### EXERCISE AIM
Count the lines in the rows below that contain the string "somewhere", treating uppercase and lowercase as different. Give only the number.

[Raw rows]
*****

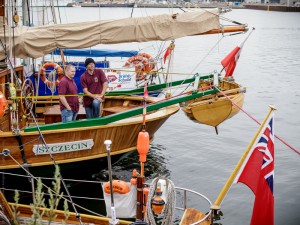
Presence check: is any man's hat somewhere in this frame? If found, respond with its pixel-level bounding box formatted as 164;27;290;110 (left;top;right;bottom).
84;58;96;67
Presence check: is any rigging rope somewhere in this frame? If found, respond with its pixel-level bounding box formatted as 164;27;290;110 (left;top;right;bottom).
214;85;300;155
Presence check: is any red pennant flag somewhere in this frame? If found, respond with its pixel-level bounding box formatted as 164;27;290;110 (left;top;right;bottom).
164;48;173;63
144;79;149;99
221;46;242;77
236;116;274;225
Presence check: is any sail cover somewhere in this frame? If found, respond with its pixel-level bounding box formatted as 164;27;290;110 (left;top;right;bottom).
0;9;220;58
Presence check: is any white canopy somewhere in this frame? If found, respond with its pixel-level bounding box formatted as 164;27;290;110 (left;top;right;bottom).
0;9;220;58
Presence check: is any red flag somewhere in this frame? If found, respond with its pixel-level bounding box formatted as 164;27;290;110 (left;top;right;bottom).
164;42;175;63
236;116;274;225
221;46;242;77
164;48;172;63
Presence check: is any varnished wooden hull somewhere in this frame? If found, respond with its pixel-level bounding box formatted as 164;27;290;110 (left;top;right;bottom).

*****

### RESPONSE
7